- Opening Delimiter -

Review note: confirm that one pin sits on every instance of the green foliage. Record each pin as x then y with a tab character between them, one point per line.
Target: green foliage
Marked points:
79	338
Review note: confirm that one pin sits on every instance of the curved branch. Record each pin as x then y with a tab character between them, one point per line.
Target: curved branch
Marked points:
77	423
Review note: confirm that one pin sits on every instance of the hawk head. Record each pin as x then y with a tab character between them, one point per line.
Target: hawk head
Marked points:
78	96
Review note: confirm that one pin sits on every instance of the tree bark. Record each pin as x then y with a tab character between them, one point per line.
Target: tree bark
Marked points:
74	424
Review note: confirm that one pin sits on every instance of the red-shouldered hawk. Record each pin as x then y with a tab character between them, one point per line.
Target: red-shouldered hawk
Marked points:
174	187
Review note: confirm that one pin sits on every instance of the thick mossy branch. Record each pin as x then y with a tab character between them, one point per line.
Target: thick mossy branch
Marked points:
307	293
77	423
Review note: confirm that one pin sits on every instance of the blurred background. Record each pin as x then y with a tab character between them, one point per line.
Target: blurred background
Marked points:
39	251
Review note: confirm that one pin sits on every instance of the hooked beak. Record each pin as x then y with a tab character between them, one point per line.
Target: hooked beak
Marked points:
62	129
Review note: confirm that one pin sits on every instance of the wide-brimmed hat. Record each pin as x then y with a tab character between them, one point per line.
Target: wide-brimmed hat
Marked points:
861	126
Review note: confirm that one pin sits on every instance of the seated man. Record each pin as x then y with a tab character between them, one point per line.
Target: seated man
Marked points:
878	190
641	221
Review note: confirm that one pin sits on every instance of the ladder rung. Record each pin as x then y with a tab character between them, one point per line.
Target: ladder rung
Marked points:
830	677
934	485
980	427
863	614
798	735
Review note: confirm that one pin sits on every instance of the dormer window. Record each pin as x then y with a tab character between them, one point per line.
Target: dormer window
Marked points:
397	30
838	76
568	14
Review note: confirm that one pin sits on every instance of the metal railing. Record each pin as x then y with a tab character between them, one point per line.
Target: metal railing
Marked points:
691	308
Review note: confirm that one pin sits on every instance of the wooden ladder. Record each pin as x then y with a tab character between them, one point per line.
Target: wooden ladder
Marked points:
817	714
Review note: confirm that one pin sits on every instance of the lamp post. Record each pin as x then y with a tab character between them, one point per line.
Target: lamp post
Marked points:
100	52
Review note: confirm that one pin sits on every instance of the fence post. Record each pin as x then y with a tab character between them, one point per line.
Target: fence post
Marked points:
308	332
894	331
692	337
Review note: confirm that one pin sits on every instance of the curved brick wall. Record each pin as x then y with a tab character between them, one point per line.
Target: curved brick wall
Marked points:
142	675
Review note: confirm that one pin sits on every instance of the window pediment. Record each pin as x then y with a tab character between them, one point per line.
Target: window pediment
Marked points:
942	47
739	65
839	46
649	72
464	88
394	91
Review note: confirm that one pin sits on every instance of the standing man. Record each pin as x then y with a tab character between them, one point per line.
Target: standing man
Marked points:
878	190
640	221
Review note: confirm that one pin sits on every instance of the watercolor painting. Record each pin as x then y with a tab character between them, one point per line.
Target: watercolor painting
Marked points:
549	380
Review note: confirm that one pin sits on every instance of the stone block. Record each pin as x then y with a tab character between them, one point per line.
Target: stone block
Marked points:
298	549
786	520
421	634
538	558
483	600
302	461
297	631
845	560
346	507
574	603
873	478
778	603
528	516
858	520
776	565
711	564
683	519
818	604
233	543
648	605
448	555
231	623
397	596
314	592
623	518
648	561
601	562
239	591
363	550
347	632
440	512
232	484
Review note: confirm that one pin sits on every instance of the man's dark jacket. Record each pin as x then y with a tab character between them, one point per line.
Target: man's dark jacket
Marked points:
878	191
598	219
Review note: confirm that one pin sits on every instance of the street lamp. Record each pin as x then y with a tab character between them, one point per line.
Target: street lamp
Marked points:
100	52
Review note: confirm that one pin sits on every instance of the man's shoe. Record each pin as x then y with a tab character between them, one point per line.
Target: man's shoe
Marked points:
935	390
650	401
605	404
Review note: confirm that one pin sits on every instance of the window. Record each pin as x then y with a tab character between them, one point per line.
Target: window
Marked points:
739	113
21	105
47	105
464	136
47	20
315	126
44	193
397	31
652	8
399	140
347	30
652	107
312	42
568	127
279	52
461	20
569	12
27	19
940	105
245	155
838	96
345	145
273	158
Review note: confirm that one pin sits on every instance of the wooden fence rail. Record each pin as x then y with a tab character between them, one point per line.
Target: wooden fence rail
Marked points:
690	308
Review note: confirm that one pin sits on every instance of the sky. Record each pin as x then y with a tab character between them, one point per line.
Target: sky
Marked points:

- Closing Delimiter -

WORK TO COMPLETE -
Line by line, set the records above down again exactly.

RESULT BELOW -
Review note: confirm that one pin sits on every instance of the green foliage. Record each pin as x then y with a tab character between them, one point per line.
Target: green foliage
Marked points:
79	338
Review note: confirm that one pin sits on every instance of the curved branch. Record each pin as x then y with a tab character between them, one point per line.
Target: curved branch
Marked points:
77	423
Review note: confirm that one pin sits on every instance of the hawk head. Record each pin as x then y with a tab character between them, one point per line.
Target: hawk head
Marked points:
78	96
Review note: confirm that one pin sits on every instance of the tree bark. Record each pin as x then y with a tab character between them, one point per line.
Target: tree bark
Marked points:
74	424
Review note: confirm that one pin sits on every instance of the red-shouldered hawk. Record each pin as x then y with a tab character between them, one point per line.
Target: red-shouldered hawk
Marked points:
174	187
Review note: confirm that one pin sits on every instance of the thick mossy branch. Record each pin as x then y with a tab character between them, one point per line.
Target: thick mossy branch
Marked points:
307	293
77	423
Review note: confirm that one pin sits on every instance of the blurred background. Record each pin as x then y with a tab character between them, one point per line.
Target: blurred background
Marked points:
39	251
Review note: confirm that one pin sits on every instance of the hooked beak. Record each pin as x then y with a tab character between them, one point per line.
Target: hooked beak
Marked points:
62	129
Review note: confirm that one pin sits on every instance of the wide-brimmed hat. Record each pin as x then y with a tab character between them, one point per line.
Target: wide-brimmed hat
Marked points:
861	126
Review note: confirm that one pin sits on every instance of the seated man. Record each pin as x then y with a tab character between them, one point per line.
Target: seated man
Marked points:
878	190
641	221
Review note: confirm that one pin sits on every instance of the ladder rung. Record each pin as x then y with a tab character between them, one point per line.
Target: ladder rung
Marked points:
830	677
934	485
980	427
863	614
798	735
Review note: confirm that one pin sits on every instance of the dormer window. Record each pin as x then y with a tab character between them, one point per line.
Target: dormer window
Marked points:
397	30
838	76
568	14
Review note: confirm that one pin sits on every instance of the metal railing. Record each pin as x then y with a tab character between them, one point per line.
Target: metal railing
Marked points:
691	308
Review note: confirm that one pin sits on every instance of the wooden ladder. Record each pin as x then y with a tab character between them, one point per line.
Target: wooden ladder
Marked points:
817	714
Review note: confirm that one pin sits on every instance of the lamp post. Record each pin as x then y with a tab character between them, one point per line.
Target: lamp post
Marked points:
100	52
Review note: confirm that one pin sits on every instance of the fence post. Record each pin as x then y with a tab character between them, one point per line.
Target: fence post
Marked points:
308	332
894	331
692	337
Review note: confirm that one pin sits on every instance of the curved brick wall. Record each pin as x then y with a tab character between them, one point per line.
Target: curved brick wall
Marked points:
142	675
Review note: confirm that one pin sits on every instance of the window pediment. Record each pin as x then y with a tab character between them, one point per line.
Target: window pediment
Marked points:
942	47
739	65
839	46
649	72
464	88
394	91
Review note: confirm that one pin sits on every instance of the standing man. Record each pin as x then y with a tab character between them, one point per line.
Target: standing man
Marked points:
878	190
640	221
Review note: confirm that one pin sits on every instance of the watercolor painting. Record each pin as x then y with a tab character between them, one point per line.
Target: watercolor painting
Marked points:
549	380
Review note: confirm that one pin sits on every instance of the stone block. Record each pin as x then y with a tab character between them, one point per line.
Target: stone block
Marked points:
298	549
786	520
421	634
538	558
483	600
302	461
297	631
845	560
346	507
574	603
873	478
778	603
528	516
858	520
776	565
711	564
683	519
818	604
233	543
648	605
448	555
231	623
397	596
314	592
623	518
648	561
601	562
239	591
363	550
347	632
440	512
232	484
Review note: confirm that one pin sits on every instance of the man's dark jacket. Record each pin as x then y with a tab character between them, one point per line.
Target: man's dark jacket
Marked points:
878	191
598	219
Review note: confirm that one pin sits on every instance of the street lamp. Record each pin as x then y with a tab character between them, one point per line.
Target: street lamp
Marked points:
100	52
Review note: confirm that one pin sits on every instance of the man's shoe. Record each pin as x then y with a tab character between them, one point per line.
Target: man's shoe
Marked points:
935	390
650	401
605	404
Review note: confirm that one pin sits on every instance of the window. Record each pin as x then y with a tab character between them, one point per line.
Target: window
Marked points:
739	113
21	105
47	105
464	136
47	20
315	126
44	193
397	31
652	8
399	140
347	30
652	107
312	42
568	127
279	52
461	20
569	12
27	19
940	105
245	155
838	96
345	145
273	158
Review note: confirm that one pin sits on every instance of the wooden fence rail. Record each pin as x then y with a tab character between them, one point per line.
Target: wooden fence rail
Marked points:
690	308
Review note: confirm that one pin sits on every instance of the sky. Record each pin as x then y with a tab character between them, one point per line.
Target: sky
Marked points:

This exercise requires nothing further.